GEZEIGTER TEXTAUSZUG –

####

1. Zum Inhalt springen
  2. Zur Hauptnavigation springen
  3. Zu weiteren Angeboten der DW springen

Politkrimi im Bundesland Sachsen-Anhalt

Kay-Alexander Scholz
4. Dezember 2020

Die Lage ist komplex. Es geht um eine ungeliebte Koalition in Sachsen-Anhalt, die Rundfunkgebühr, das Verhältnis von CDU und AfD - und um eine Machtfrage. Landes-Innenminister Holger Stahlknecht wurde entlassen.

https://p.dw.com/p/3mEES
Deutschland Kenia-Bündniss in Sachsen
Bild: picture alliance/dpa/H. Schmidt

Seit 2016 regieren im ostdeutschen Bundesland Sachsen-Anhalt die Christdemokraten (CDU) zusammen mit den Sozialdemokraten (SPD) und den Grünen. Doch in Teilen der CDU war das Dreier-Bündnis von Anfang an nicht beliebt. Nicht zum ersten Mal steht die Koalition nun auf der Kippe.

####

WAS GEFRAGT IST –
Seit welchem Jahr regieren CDU, SPD und Grüne laut dem Artikel über die Koalitionskrise in Sachsen-Anhalt gemeinsam?

####

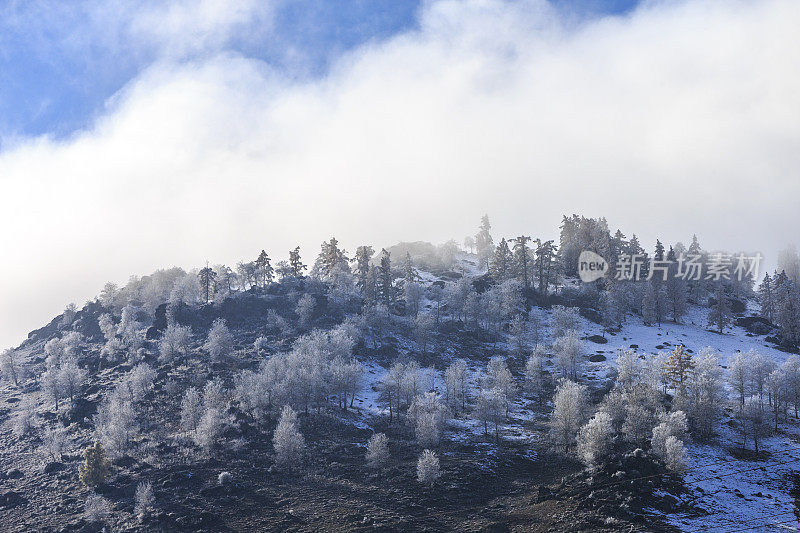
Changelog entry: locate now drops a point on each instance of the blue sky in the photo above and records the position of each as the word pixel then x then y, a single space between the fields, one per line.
pixel 144 134
pixel 49 87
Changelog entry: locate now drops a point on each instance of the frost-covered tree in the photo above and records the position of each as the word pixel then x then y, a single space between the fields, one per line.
pixel 207 277
pixel 71 376
pixel 595 439
pixel 705 393
pixel 54 442
pixel 760 367
pixel 776 385
pixel 569 413
pixel 116 422
pixel 753 421
pixel 520 334
pixel 288 441
pixel 630 370
pixel 456 385
pixel 144 500
pixel 424 325
pixel 642 411
pixel 25 420
pixel 428 469
pixel 675 455
pixel 191 409
pixel 296 266
pixel 678 367
pixel 564 319
pixel 568 354
pixel 534 372
pixel 499 377
pixel 9 366
pixel 377 451
pixel 209 429
pixel 490 408
pixel 428 415
pixel 791 370
pixel 501 265
pixel 219 342
pixel 96 509
pixel 484 243
pixel 305 309
pixel 739 378
pixel 672 425
pixel 174 342
pixel 412 293
pixel 720 315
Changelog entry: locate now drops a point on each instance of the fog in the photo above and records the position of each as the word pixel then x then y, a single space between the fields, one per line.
pixel 680 118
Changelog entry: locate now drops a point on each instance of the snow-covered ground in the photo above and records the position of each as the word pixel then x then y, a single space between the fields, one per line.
pixel 735 493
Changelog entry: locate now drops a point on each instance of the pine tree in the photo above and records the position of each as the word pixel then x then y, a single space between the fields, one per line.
pixel 94 469
pixel 522 260
pixel 767 298
pixel 385 279
pixel 675 288
pixel 296 266
pixel 500 267
pixel 363 256
pixel 264 270
pixel 410 274
pixel 720 315
pixel 545 264
pixel 484 243
pixel 678 367
pixel 207 277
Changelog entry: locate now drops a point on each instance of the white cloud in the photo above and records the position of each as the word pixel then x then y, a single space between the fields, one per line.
pixel 680 118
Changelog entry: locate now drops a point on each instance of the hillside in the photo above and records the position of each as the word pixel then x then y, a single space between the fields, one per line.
pixel 500 467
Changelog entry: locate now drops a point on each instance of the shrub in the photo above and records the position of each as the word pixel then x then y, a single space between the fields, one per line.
pixel 144 499
pixel 377 451
pixel 428 470
pixel 288 441
pixel 94 469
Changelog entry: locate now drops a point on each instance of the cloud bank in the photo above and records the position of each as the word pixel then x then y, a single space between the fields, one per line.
pixel 678 118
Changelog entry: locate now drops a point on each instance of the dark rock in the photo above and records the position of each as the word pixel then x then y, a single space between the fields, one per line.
pixel 53 466
pixel 11 499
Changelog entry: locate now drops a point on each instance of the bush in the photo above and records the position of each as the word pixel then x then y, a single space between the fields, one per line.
pixel 377 451
pixel 94 469
pixel 144 499
pixel 97 508
pixel 428 470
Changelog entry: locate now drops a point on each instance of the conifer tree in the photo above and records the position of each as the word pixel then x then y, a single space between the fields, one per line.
pixel 720 315
pixel 545 264
pixel 385 279
pixel 94 469
pixel 264 270
pixel 484 243
pixel 207 277
pixel 500 267
pixel 363 256
pixel 767 298
pixel 296 266
pixel 678 368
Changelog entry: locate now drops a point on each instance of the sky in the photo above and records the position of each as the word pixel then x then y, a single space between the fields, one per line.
pixel 143 135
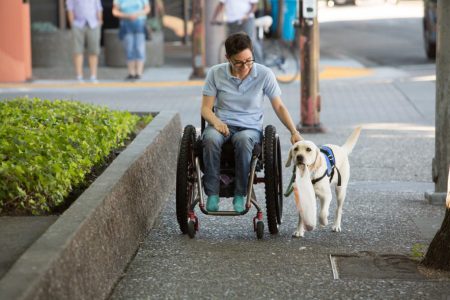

####

ERGEBNIS DER AUFGABE –
Sie regieren seit 2016 gemeinsam.